__INSTRUCTIONS TO FOLLOW__. Copy out, word for word, every row from the line containing "Could you please indicate the green leaf" through the last row below, both included.

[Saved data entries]
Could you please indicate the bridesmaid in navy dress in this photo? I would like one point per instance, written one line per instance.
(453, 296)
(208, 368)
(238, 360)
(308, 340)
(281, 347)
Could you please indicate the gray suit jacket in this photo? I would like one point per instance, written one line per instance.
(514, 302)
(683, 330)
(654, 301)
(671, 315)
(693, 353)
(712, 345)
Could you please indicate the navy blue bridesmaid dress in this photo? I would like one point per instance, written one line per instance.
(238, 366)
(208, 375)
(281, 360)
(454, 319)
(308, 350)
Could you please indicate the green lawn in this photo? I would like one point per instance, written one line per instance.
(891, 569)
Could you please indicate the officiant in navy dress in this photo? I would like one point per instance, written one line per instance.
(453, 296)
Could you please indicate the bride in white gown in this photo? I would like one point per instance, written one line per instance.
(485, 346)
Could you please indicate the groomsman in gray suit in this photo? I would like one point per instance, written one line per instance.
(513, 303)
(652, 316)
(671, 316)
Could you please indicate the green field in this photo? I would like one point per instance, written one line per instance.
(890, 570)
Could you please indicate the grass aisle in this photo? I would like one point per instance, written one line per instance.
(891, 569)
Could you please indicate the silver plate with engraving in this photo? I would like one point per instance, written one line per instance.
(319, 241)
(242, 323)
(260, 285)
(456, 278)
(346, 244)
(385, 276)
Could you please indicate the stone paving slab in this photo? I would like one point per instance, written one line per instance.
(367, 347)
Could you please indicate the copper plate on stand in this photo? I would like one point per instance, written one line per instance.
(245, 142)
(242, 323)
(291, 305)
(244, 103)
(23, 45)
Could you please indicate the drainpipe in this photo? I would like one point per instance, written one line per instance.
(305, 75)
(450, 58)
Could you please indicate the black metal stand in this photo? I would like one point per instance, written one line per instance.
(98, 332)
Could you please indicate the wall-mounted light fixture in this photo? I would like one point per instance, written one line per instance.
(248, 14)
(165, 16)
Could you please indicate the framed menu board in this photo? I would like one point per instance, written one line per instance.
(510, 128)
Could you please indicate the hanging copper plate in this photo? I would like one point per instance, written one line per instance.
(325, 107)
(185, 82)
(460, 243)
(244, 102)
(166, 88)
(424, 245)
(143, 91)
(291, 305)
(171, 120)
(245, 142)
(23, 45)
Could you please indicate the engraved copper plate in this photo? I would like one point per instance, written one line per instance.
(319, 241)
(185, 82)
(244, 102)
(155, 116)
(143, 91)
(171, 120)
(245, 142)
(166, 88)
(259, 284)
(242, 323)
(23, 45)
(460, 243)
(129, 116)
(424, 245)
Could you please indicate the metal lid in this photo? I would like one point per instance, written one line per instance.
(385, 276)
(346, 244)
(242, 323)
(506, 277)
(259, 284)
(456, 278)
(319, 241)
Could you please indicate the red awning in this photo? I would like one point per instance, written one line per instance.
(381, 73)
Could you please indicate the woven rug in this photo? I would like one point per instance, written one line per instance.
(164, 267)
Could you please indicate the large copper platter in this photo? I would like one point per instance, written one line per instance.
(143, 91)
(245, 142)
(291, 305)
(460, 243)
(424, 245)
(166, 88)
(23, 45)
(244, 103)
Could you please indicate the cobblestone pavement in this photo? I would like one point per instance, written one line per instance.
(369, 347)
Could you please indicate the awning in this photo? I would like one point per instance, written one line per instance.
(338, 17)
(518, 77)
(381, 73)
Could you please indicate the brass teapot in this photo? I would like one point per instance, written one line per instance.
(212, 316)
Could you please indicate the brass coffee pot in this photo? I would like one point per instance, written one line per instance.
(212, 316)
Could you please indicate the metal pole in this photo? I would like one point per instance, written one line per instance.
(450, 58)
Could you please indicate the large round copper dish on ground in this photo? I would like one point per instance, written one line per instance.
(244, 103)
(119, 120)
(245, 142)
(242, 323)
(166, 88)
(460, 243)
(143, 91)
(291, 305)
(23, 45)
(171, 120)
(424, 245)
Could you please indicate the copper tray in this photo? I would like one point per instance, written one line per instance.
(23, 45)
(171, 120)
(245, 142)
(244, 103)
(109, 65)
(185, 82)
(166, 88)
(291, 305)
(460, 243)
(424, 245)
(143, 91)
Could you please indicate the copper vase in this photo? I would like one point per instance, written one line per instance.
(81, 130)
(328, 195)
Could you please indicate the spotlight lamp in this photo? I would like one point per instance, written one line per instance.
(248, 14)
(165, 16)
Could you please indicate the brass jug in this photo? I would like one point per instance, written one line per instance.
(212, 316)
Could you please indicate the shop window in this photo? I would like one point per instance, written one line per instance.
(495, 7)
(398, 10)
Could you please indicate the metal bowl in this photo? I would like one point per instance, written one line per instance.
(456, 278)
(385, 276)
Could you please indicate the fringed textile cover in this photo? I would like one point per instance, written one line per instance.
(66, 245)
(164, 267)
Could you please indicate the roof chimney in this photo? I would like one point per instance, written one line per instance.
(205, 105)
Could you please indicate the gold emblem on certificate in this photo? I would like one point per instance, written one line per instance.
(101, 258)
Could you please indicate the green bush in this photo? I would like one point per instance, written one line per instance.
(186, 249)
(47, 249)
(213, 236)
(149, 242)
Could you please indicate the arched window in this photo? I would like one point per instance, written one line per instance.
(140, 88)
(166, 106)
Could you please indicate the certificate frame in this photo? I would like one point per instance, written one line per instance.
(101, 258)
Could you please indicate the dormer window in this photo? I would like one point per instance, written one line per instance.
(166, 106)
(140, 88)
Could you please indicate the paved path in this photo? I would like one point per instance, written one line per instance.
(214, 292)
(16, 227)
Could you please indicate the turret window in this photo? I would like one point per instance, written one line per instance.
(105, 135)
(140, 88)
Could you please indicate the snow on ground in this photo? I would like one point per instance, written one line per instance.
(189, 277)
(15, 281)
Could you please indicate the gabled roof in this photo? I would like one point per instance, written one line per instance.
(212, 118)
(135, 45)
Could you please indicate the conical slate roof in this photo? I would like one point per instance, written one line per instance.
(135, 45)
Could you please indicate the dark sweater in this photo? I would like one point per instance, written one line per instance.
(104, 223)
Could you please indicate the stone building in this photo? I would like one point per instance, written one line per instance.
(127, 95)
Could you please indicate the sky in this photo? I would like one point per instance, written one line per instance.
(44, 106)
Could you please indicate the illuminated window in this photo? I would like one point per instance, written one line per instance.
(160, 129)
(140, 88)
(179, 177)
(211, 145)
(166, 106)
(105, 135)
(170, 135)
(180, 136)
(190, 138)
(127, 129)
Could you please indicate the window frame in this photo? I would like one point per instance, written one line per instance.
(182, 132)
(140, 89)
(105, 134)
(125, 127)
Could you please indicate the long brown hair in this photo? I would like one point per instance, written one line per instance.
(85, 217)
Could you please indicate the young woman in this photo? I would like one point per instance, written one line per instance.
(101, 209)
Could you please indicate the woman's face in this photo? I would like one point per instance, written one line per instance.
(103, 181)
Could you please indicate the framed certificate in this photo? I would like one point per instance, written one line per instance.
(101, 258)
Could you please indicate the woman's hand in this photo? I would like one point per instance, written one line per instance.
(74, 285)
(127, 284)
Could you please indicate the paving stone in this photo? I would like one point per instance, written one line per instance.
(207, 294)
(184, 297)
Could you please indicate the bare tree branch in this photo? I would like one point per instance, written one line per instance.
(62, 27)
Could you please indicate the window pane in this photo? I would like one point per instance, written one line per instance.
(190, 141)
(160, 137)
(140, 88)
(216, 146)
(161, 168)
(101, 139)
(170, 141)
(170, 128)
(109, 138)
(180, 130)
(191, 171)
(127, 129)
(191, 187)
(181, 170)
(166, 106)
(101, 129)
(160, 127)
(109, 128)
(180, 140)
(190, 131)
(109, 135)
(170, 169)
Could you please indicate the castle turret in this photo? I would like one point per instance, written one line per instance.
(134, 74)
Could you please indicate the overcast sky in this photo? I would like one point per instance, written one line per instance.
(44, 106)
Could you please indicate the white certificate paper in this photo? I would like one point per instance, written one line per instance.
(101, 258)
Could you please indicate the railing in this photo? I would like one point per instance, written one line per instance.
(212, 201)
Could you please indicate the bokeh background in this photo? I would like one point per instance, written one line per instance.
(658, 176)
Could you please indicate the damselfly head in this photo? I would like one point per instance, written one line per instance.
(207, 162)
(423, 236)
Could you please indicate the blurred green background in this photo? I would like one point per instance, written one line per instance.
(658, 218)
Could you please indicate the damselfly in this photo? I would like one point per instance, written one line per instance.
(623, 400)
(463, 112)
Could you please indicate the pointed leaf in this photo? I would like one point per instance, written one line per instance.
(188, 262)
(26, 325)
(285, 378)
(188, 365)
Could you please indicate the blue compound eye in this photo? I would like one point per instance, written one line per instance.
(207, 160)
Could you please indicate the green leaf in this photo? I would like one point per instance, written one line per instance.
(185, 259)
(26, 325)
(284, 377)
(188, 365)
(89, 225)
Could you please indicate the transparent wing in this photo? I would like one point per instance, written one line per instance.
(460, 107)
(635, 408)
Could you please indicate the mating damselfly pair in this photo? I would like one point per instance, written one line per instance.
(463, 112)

__EXERCISE ANSWER__.
Could you please indicate the green leaf in this photo? I would like one point per instance, written one line per instance.
(185, 259)
(26, 325)
(284, 377)
(188, 365)
(89, 225)
Could you please indicate the transparent wing in this photo? I would like one point per instance, written one line per instance.
(460, 107)
(635, 408)
Could you please indicate the mating damselfly pair in this photo? I would like one point per instance, written one line per instance.
(463, 112)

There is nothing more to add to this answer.